THE TASK: Locate every line in the records below that contains the word "shower" and copy each of those lines. Match the case of the word.

MATERIAL TO PROCESS:
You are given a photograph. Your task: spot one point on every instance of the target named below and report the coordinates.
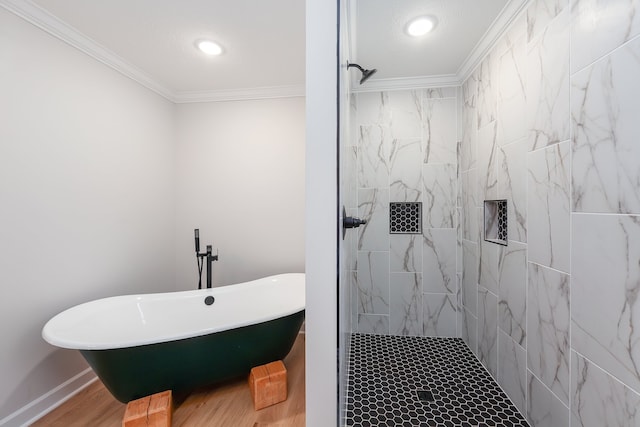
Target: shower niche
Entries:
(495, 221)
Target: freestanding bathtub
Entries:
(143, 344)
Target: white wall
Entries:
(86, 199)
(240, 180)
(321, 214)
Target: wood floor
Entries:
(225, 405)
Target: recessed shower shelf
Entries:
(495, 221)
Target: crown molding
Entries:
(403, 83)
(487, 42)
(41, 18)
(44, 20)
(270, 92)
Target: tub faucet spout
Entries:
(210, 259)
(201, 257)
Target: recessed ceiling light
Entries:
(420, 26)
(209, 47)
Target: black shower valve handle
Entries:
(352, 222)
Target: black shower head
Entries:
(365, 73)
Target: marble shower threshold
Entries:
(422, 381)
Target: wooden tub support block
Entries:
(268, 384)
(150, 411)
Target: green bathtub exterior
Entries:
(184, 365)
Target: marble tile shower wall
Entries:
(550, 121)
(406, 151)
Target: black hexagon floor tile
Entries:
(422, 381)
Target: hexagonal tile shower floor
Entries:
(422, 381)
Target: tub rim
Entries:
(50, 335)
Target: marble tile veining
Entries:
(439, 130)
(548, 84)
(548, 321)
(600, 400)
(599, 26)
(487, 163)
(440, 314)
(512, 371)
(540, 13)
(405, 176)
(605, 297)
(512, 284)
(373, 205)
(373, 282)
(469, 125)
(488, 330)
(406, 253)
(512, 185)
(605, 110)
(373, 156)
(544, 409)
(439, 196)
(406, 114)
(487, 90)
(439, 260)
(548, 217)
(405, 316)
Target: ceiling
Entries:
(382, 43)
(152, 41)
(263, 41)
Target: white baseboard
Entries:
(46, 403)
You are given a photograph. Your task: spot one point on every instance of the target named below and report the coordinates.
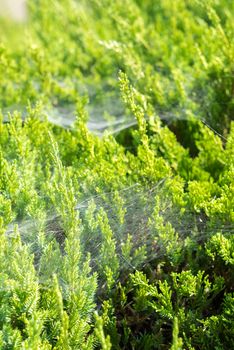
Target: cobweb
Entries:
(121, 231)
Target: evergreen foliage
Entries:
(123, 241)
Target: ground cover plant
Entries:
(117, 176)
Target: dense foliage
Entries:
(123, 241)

--

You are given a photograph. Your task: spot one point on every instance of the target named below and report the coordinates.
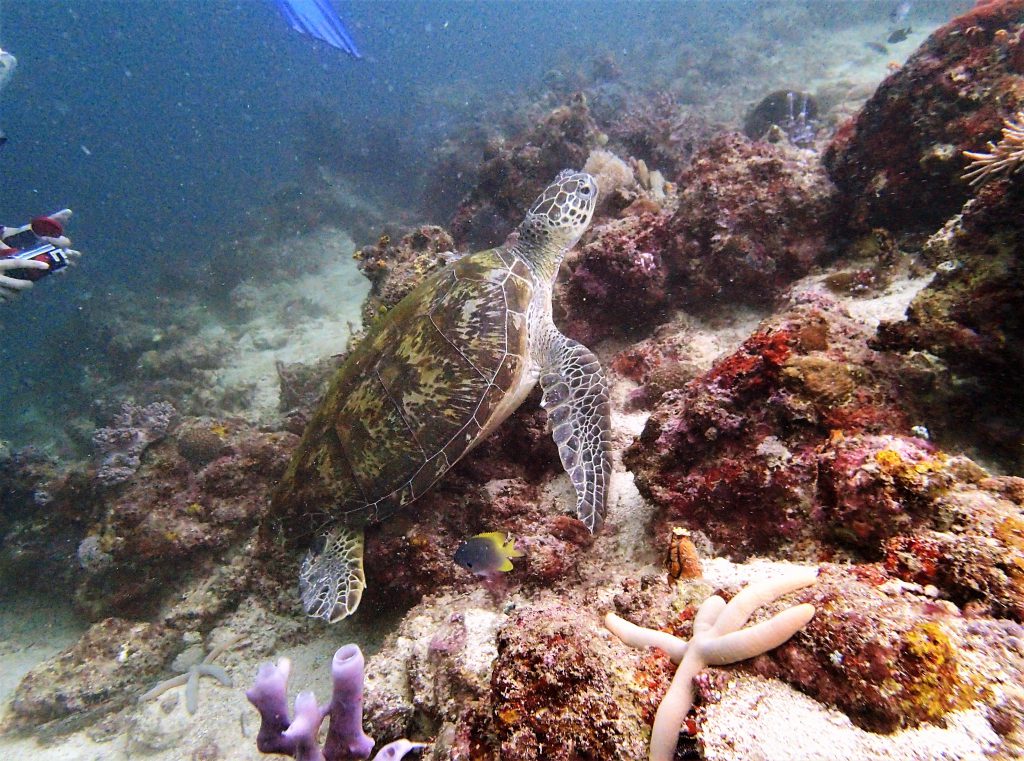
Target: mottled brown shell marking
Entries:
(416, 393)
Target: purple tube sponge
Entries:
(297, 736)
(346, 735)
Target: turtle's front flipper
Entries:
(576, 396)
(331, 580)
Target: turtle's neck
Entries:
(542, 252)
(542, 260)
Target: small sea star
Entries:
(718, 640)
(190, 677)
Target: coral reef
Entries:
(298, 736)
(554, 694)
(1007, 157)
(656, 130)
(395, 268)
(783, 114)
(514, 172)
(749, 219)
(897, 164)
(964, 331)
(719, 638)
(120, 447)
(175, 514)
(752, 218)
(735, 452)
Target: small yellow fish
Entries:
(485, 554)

---

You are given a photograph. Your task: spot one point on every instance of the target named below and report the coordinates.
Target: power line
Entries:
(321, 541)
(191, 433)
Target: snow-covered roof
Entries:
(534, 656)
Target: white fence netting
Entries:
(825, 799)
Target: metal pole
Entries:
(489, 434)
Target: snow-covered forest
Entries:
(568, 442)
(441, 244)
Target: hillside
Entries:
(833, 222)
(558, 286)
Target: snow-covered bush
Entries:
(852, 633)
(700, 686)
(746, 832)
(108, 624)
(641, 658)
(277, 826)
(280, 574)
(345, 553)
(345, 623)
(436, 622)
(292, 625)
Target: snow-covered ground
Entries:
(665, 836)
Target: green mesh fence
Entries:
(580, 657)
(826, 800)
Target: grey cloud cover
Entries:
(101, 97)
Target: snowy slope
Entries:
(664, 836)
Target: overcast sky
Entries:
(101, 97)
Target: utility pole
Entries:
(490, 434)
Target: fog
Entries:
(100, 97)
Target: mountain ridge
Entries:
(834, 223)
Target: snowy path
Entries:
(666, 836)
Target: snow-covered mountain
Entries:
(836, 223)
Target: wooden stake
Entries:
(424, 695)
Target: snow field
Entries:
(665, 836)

THE SOLUTION:
Target: shower niche
Target: recessed shower shelf
Target: black shower valve handle
Target: black shower head
Target: marble shower threshold
Target: marble tile shower wall
Target: hexagonal tile shower floor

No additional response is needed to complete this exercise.